- _Task to carry out_: Reproduce, word for word, the portion of the reviews from "The third, and" to "representation in RPGs.".

The third, and so far final, series of audio adventures based on the adventure paths of the Pathfinder RPG, is - for the most part - an urban conspiracy with fantasy monsters. It's been a rare, and unusually successful exercise in fantasy audio drama, which has typically struggled with the show, don't tell nature of audio and its intersection with the monsters and magic of the genre. It also confirms the previously hinted bisexual identification of one of the iconic Pathfinder characters, and I am definitely here for increased representation in RPGs.
The Liberator Chronicles, Volume 1
Vila and Avon infiltrate a Federation research base, with Vila posing as a scientist and Avon as an advanced android. Their goal is to steal a Federation android prototype, but even if Avon can pass as a robot, can he successfully convince the scientists that he is a robot that can pass as human.
Vila wakes on the Liberator, his memory badly fragmented. His only companion is the voice of an Auron scientist named Nyrron. What happened? Where are his companions? And who is Vila, really?
Blake infiltrates a mine producing Illusium, a uniquely adaptable mineral which could make the Federation unbeatable. The scientists are less cooperative than he might have hoped, but he has an unexpected ally: The relentless paranoia and backbiting of Federation politics.
Having acquired the Blake's 7 license, Big Finish produced a number full cast audio plays - beginning with Warship - but with an increasing part of the original cast either retired or dead, the bulk of their output in the range came in the form of the Liberator Chronicles, a series of augmented readings in the vein of the Companion Chronicles for the Doctor Who range. In this case, featuring original actors Paul Darrow, Michael Keating and Gareth Thomas (two thirds of whom have since passed.) Like Terrahawks, it's a bit of a nostalgia fest for me, although I came to the original series a little later in life. The performances here are on point, and the stories the classic mix of SF and human drama, without the original's telltale white plimsoles.
New Comics
Giant Days, Volume 11
The end approaches - for everyone but medical student Susan - as the final year of university rolls by. The end of the year sees Daisy stumble into the role of cult recruiter for a Christmas village, Esther fighting the siren call of 'sure thing' Ed after her years of turbulent and unproductive romantic entanglements, while Ed travels to Australia to visit his girlfriend's family. Daisy struggles with the continuing presence of her ex-girlfriend, and Susan with the looming spectre of domesticity in her life with McGraw.
Once again, not much to say about this volume that I haven't said about the others. I still hope that Esther and Ed don't end up together, since it would reinforce a fairly negative narrative track, although if I'm honest I trust Allison to do whatever he does well.
As with By Night, it's a bit odd to see Allison's style transplanted away from the North (in this case, to Australia, or some approximation thereof.)
Total read - 6
Female authors - 1
PoC authors - 0
Not a great showing on expanding my horizons this month then, but it's early days.

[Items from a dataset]
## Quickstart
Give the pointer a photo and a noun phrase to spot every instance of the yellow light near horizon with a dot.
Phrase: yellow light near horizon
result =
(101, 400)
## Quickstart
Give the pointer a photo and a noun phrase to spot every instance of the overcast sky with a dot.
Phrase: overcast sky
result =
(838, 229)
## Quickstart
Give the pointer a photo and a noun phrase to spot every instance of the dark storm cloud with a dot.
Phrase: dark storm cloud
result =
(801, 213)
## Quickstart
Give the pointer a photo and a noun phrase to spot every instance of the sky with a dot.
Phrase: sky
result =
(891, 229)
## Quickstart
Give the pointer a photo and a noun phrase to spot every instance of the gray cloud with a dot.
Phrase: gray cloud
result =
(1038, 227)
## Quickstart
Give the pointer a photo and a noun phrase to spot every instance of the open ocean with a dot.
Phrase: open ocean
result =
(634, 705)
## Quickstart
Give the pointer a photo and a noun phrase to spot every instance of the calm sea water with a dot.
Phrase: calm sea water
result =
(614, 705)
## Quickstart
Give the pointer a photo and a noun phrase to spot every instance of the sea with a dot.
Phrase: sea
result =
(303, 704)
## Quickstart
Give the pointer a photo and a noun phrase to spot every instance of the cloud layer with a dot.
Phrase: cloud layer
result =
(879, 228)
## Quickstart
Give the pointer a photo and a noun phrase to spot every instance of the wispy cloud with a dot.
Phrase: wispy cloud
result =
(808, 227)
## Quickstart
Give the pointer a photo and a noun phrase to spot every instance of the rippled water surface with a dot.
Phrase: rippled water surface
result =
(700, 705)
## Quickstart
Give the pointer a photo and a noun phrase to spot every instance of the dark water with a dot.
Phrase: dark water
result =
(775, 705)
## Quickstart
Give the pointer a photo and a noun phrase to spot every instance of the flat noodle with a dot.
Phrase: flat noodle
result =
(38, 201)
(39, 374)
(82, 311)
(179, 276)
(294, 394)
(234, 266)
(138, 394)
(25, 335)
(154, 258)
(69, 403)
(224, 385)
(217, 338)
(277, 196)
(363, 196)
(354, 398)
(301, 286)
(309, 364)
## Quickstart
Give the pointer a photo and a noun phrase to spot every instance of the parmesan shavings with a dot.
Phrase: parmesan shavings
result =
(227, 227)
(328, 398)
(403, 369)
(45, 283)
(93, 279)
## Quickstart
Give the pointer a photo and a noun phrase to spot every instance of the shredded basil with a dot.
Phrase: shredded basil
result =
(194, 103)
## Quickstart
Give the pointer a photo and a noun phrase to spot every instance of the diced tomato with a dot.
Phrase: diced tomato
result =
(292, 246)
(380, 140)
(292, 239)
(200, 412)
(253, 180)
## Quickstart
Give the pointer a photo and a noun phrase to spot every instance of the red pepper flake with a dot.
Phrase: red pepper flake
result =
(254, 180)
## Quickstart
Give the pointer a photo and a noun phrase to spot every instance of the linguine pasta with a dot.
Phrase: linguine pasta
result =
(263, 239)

- _Completed exercise_:
The third, and so far final, series of audio adventures based on the adventure paths of the Pathfinder RPG, is - for the most part - an urban conspiracy with fantasy monsters. It's been a rare, and unusually successful exercise in fantasy audio drama, which has typically struggled with the show, don't tell nature of audio and its intersection with the monsters and magic of the genre. It also confirms the previously hinted bisexual identification of one of the iconic Pathfinder characters, and I am definitely here for increased representation in RPGs.